What the task asks:
Render the lines below as a Markdown table with the columns Row and Line, numbering each row and skipping blank lines. Omit the pictures.
## BEGIN
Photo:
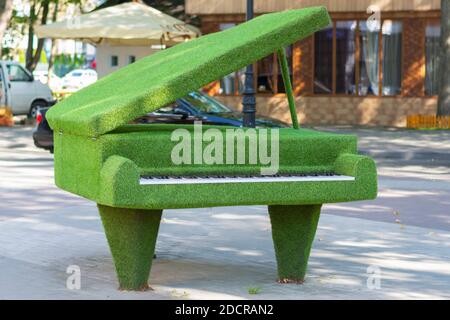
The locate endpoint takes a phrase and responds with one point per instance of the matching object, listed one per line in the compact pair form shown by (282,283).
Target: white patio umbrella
(129,23)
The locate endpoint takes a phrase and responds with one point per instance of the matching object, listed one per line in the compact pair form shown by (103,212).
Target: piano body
(128,171)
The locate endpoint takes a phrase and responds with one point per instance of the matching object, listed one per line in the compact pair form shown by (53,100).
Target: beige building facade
(354,72)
## END
Result of this exercise:
| Row | Line |
|---|---|
| 1 | Photo: |
| 2 | The locate endpoint takes a phrase and responds with one point per instance of the matching object, listed one per line in the compact pair form shown by (282,283). |
| 3 | Target: white patio umbrella |
| 4 | (129,23) |
| 5 | The locate endpoint takes a phrase and responds with one point per instance of the matching object, listed one per line in the compact pair form shown by (103,212). |
| 6 | Target: piano body |
| 7 | (128,171) |
| 8 | The locate endpoint takes a phrase and responds with one point per instance of the matching object, listed one per line in the compact pair form shown by (53,100). |
| 9 | Target: beige building facade |
| 10 | (354,72) |